## COMPLETA LO SIGUIENTE:
(1) ¿Puedes resumir en dos oraciones el fragmento sobre la polémica con Ricardo Becerra?
(2) ¿Puedes continuar el fragmento sobre la polémica con Ricardo Becerra a partir de donde termina?

## FRAGMENTO PROPORCIONADO:
● ● ● ● ●
Entre los varios opúsculos que, en refutación del mío, aparecieron, figuraba uno, publicado en Santiago de Chile por mi querido amigo el literato y estadista colombiano Ricardo Becerra. Después de leerlo, me decidí á contestarlo en otro folleto, suspendiendo la polémica en artículos de periódico. La seriedad del trabajo histórico que iba á emprender, me obligó á dejar mi residencia de Lima y trasladarme á Miraflores, donde el reposo de la vida campestre me permitiría consagrar toda la actividad de mi cerebro á la lucha con adversario tan caballeresco como ilustrado.

Sobrevino la guerra, que tan desastrosa ha sido para el Perú. Mi libro estaba ya en condiciones de pasar á la imprenta; pero no eran esos oportunos momentos para su publicación. Escrito estaba que ni mi respuesta á Becerra ni mis Reminiscencias de la administración Balta, vivirían en letra de molde. El incendio de Miraflores devoró mis libros y manuscritos ¡Sea todo por Dios!
● ● ● ● ●
## DATOS PROPORCIONADOS:
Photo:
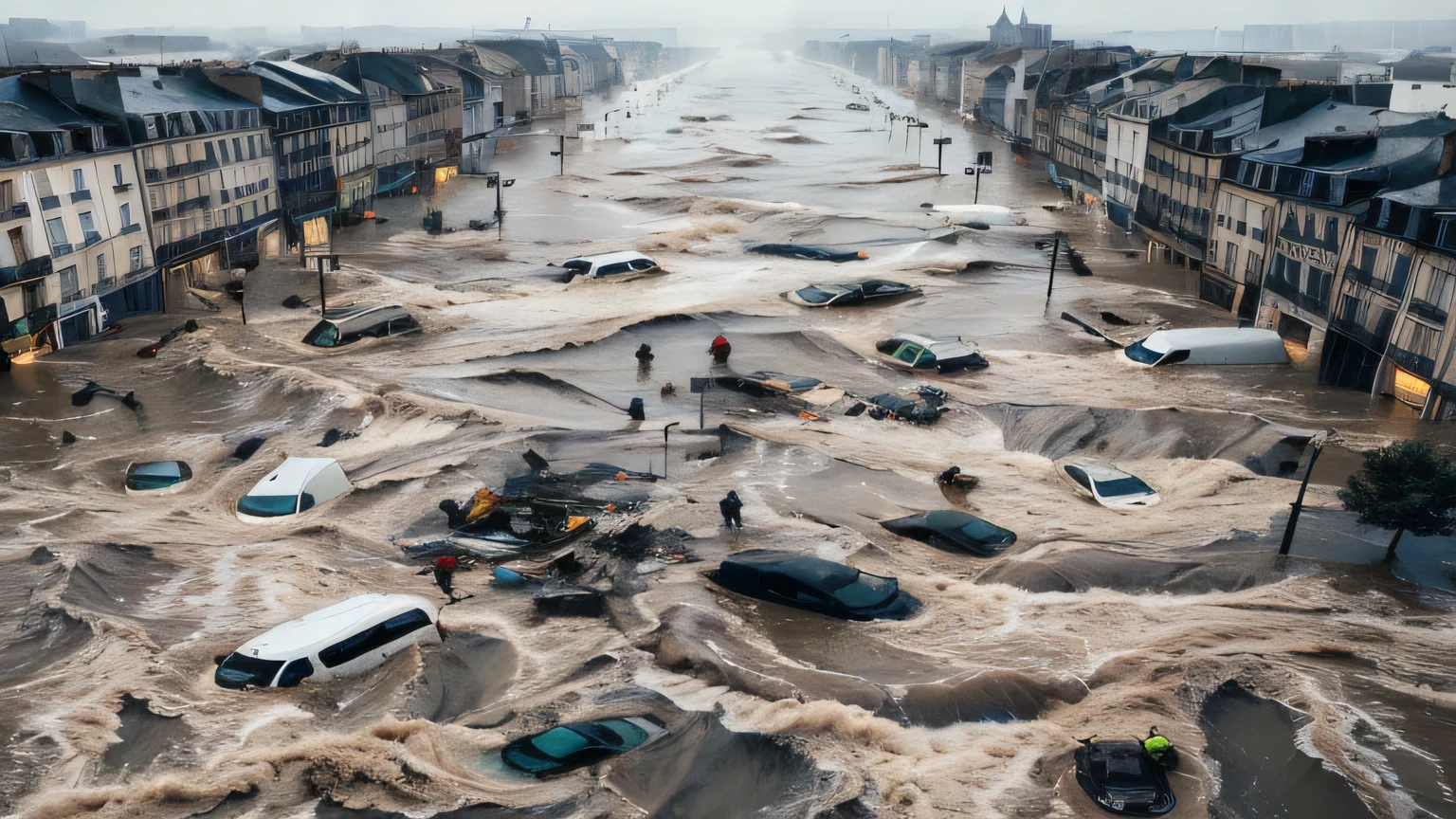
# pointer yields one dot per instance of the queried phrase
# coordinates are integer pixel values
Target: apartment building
● ● ● ● ●
## RESULTADOS DE TAREAS:
(1) Tras leer un opúsculo que Ricardo Becerra publicó en Santiago de Chile para refutar el suyo, el autor decidió contestarlo en otro folleto y se trasladó de Lima a Miraflores para dedicarse por completo a ese trabajo histórico. La guerra impidió publicar el libro cuando ya estaba listo para la imprenta, y el incendio de Miraflores destruyó sus libros y manuscritos.

(2)
La gente de letras sabe que no es hacedero volver á escribir un libro. Para mí, lo confieso, es imposible.

Es seguro que habría omitido considerar en esta compilación de mis obras, mi tan asandereado estudio sobre Monteagudo, si, con motivo de las fiestas del centenario de Bolívar, no se hubiera vuelto á poner sobre el tapete la crítica de mi folleto. Esa recrudescencia me impone la obligación, no sólo de consentir en que se reimprima, sino la de reproducir algunos artículos con que sostuve la polémica y que, afortunadamente me ha proporcionado un amigo conservador de colecciones de periódicos.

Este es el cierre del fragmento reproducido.